The data Block Start

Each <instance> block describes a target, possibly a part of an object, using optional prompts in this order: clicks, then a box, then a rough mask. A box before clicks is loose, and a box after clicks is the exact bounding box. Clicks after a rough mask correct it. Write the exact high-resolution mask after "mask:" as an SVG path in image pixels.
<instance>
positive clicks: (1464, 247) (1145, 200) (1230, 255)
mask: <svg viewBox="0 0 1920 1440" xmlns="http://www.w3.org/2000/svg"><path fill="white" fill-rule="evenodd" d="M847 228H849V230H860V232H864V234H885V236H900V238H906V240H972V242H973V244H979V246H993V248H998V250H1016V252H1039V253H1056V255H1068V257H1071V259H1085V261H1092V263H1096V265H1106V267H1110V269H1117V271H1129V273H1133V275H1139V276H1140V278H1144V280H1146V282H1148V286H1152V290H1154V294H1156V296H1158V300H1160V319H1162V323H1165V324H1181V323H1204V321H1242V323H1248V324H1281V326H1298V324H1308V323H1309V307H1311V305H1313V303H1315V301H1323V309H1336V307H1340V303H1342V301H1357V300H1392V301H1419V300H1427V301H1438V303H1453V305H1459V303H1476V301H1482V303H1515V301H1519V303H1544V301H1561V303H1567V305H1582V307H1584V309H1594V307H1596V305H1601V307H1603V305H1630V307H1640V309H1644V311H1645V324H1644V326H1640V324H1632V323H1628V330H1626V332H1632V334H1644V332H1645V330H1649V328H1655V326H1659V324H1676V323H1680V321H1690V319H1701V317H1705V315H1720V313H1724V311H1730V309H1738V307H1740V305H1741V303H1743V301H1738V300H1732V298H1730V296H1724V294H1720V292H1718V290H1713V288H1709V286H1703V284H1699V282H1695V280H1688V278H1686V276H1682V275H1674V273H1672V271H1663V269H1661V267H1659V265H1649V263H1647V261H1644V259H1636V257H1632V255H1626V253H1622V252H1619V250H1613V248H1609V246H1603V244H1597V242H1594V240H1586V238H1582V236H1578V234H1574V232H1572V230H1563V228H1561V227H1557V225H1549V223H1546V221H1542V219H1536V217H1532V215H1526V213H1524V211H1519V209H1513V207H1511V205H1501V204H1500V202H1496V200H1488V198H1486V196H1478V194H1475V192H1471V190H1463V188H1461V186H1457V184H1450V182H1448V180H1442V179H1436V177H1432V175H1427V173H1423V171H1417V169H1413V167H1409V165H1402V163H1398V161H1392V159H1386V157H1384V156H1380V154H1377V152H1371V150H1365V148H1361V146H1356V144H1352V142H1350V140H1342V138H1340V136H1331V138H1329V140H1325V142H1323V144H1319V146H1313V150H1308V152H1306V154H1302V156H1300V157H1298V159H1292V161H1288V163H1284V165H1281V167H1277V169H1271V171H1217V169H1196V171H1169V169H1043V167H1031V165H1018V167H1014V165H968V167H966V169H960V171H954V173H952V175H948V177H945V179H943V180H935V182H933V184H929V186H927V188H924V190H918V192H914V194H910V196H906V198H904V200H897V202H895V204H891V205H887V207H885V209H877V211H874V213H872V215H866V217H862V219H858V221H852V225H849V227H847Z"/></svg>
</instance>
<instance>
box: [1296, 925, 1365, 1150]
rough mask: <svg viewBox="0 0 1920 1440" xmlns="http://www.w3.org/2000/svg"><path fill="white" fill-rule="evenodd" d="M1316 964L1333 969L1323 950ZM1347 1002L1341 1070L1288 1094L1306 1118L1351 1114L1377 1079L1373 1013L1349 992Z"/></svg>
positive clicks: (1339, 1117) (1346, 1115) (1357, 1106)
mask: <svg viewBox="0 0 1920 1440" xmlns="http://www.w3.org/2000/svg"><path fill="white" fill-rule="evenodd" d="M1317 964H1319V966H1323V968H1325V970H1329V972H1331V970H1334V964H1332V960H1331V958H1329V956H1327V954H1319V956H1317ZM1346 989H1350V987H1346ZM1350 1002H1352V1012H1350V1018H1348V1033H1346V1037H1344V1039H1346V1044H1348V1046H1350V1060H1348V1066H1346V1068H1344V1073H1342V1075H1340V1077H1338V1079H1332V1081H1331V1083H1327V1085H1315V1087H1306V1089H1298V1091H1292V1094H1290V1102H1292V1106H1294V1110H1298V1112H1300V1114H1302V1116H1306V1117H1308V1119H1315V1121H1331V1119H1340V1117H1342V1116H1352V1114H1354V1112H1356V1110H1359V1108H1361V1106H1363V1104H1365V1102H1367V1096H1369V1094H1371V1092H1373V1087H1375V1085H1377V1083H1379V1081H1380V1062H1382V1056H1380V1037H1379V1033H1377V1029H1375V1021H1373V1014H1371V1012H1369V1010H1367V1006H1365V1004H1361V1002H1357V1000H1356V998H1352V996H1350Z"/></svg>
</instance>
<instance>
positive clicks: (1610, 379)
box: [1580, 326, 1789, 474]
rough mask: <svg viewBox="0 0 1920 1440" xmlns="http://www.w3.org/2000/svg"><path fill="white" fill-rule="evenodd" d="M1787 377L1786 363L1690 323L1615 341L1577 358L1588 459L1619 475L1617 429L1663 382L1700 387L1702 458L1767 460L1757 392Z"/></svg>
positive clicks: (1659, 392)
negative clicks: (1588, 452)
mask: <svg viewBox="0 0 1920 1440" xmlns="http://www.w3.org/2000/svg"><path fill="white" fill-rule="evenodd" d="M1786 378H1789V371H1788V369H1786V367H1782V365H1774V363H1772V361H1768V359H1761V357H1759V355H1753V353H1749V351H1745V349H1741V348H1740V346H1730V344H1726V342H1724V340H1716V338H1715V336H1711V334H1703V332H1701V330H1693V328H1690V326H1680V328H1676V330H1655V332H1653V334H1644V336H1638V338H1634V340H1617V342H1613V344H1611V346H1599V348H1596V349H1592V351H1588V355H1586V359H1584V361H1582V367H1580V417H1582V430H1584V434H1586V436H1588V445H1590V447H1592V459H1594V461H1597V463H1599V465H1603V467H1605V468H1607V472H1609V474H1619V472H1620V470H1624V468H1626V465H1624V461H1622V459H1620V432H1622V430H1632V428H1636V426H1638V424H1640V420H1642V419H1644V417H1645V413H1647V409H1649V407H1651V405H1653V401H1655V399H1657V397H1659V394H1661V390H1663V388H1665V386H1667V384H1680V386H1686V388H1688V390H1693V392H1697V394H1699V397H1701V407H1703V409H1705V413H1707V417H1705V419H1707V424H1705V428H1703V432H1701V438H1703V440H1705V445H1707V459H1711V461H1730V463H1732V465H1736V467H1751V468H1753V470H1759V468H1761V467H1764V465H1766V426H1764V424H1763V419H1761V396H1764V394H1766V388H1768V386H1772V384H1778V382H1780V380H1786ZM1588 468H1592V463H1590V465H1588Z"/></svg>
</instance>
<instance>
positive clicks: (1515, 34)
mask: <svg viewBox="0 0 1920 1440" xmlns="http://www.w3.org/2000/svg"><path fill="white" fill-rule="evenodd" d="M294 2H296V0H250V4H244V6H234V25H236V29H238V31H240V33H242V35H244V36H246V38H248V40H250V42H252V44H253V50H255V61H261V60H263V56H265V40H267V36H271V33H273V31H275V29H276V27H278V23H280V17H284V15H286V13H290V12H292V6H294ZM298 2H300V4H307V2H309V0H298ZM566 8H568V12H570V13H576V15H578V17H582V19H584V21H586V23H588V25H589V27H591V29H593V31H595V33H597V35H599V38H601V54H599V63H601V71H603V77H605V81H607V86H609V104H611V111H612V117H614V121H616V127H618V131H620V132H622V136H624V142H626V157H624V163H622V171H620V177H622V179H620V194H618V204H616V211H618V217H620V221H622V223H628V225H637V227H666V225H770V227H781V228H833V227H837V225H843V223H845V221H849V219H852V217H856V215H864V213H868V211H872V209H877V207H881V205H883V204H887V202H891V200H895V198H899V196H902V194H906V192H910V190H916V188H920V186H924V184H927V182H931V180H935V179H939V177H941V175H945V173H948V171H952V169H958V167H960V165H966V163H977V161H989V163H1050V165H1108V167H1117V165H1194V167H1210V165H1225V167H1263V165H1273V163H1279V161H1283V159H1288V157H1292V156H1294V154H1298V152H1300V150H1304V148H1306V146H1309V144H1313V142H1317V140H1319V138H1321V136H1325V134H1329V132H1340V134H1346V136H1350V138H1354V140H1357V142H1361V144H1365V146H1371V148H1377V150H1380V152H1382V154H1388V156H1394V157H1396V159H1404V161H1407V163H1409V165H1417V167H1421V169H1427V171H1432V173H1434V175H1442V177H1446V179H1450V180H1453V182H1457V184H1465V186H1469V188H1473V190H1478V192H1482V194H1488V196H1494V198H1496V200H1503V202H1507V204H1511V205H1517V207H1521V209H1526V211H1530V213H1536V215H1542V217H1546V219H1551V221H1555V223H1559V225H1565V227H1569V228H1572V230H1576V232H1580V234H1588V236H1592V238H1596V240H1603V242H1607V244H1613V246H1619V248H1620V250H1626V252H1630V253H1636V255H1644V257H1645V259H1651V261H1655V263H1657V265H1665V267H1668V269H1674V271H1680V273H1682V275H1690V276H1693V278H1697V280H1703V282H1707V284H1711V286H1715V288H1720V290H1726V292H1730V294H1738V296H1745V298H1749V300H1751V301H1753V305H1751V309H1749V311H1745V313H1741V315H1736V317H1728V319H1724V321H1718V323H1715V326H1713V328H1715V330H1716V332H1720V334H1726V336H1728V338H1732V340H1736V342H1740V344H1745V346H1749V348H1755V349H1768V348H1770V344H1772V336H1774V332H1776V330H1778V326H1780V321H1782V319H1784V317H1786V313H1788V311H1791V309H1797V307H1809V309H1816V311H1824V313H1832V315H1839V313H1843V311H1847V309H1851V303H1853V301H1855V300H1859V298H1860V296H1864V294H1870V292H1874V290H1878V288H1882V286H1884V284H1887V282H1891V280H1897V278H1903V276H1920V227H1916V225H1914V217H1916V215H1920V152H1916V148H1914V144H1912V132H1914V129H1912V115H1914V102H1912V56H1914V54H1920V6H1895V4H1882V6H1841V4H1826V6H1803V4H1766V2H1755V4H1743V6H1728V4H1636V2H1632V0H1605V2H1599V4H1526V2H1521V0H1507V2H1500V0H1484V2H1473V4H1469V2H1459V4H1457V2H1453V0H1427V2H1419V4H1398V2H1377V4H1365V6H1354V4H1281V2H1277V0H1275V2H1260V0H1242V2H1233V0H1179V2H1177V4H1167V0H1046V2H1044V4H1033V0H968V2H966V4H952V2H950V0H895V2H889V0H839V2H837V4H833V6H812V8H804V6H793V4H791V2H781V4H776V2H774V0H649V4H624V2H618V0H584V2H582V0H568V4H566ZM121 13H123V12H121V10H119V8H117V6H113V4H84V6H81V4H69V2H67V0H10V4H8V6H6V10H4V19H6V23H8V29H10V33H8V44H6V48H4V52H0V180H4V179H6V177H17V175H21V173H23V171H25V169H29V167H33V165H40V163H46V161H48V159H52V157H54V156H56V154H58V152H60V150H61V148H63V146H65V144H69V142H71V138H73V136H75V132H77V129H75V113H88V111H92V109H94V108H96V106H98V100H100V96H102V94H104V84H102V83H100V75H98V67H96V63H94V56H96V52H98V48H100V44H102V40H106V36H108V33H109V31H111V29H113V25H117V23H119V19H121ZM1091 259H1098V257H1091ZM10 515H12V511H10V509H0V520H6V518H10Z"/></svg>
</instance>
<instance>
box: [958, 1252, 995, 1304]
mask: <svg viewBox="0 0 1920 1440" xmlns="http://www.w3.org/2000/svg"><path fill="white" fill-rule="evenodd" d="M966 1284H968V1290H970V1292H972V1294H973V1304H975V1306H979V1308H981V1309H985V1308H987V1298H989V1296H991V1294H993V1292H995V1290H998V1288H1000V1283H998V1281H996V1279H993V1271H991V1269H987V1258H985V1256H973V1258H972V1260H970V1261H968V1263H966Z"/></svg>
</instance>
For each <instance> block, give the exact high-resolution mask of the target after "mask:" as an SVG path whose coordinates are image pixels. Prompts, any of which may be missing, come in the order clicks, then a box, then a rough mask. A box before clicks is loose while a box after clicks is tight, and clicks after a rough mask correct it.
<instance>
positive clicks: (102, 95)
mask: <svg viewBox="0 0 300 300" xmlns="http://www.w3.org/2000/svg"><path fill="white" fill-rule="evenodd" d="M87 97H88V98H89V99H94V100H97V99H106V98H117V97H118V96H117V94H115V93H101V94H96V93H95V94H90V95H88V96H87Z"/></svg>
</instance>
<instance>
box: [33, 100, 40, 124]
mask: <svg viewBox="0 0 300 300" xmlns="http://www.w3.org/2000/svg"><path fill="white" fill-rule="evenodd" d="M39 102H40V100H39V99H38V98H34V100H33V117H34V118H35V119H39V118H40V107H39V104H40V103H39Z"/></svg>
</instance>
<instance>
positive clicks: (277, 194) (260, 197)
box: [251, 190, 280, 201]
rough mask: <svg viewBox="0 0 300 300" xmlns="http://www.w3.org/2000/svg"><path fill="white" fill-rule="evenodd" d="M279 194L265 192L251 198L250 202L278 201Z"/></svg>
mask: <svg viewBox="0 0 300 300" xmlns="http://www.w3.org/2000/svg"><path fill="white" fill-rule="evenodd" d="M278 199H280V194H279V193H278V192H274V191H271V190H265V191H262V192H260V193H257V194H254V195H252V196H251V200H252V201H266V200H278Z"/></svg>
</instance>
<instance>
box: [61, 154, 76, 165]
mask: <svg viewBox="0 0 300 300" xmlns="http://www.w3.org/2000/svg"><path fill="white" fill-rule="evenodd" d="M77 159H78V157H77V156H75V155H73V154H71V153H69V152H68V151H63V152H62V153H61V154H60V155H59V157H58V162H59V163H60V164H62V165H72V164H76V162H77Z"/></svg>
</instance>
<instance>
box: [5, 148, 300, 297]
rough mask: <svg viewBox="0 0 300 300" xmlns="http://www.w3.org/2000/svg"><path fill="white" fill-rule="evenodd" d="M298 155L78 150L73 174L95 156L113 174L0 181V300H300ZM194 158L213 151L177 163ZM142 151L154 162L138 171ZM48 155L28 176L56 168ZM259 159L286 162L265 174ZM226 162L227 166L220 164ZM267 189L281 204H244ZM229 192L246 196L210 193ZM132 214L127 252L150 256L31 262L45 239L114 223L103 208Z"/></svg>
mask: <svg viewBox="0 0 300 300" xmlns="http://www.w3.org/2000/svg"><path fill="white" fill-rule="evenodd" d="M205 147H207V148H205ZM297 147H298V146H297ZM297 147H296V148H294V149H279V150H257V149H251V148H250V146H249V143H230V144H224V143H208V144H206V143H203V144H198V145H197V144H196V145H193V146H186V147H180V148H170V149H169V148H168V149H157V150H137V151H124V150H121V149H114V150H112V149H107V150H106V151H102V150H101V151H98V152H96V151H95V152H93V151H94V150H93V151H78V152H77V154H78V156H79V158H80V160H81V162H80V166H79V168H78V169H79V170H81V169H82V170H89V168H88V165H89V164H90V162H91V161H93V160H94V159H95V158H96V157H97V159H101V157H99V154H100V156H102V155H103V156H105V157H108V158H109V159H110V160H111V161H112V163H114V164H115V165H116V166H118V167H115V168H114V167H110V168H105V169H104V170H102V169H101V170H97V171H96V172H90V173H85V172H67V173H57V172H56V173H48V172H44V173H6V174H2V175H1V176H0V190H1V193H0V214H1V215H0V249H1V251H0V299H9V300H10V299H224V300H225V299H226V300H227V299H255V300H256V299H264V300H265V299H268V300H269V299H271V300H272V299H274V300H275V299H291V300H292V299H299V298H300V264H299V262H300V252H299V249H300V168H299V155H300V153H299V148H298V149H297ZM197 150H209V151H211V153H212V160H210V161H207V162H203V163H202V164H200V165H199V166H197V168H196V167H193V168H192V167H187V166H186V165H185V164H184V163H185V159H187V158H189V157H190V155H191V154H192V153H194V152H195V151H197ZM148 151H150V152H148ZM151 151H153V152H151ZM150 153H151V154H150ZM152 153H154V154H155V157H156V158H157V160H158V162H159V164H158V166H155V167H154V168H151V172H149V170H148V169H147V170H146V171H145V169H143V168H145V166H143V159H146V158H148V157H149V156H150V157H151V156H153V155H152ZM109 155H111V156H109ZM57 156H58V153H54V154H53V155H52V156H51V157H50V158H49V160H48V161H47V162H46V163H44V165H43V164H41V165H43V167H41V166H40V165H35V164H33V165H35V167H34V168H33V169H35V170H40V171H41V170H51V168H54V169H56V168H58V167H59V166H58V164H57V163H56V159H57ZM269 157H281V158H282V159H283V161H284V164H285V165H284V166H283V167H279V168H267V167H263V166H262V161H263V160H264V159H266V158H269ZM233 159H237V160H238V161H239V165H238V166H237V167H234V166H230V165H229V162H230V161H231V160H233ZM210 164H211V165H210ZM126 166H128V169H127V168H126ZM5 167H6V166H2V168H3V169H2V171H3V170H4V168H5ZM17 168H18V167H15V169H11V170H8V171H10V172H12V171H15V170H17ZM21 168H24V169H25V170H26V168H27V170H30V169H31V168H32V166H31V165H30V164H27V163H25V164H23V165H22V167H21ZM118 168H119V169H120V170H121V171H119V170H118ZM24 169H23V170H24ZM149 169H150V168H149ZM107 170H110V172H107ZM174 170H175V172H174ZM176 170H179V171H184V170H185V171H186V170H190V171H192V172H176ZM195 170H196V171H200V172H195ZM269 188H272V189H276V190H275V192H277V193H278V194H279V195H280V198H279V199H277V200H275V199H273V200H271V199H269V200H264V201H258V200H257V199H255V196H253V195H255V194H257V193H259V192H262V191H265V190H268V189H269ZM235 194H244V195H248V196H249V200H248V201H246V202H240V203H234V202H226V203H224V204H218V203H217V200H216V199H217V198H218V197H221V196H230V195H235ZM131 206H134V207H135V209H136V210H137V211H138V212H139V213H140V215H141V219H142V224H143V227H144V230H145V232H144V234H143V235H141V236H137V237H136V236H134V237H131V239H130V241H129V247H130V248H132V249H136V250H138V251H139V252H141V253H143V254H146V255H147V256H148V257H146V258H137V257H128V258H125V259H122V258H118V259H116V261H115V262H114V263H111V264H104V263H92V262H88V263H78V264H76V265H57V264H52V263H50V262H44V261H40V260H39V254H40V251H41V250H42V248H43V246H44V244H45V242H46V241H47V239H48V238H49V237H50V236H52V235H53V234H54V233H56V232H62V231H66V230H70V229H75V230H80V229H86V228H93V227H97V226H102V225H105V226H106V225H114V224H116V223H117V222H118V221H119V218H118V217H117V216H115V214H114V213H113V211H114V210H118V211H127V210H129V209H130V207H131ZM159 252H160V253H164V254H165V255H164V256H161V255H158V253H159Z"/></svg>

The data Block End

The result should be every line that contains "exact", copied from the entries.

- **Written answer**
Each <instance> block describes a target, possibly a part of an object, using optional prompts in this order: clicks, then a box, then a rough mask. A box before clicks is loose, and a box after clicks is the exact bounding box. Clicks after a rough mask correct it. Write the exact high-resolution mask after "mask:" as an SVG path in image pixels.
For each <instance> block, give the exact high-resolution mask of the target after "mask:" as an SVG path whose coordinates are image pixels. Prompts, any of which may be missing, come in the order clicks, then a box, then a rough mask. A box before clicks is loose while a box after clicks is tight, and clicks after a rough mask correct it.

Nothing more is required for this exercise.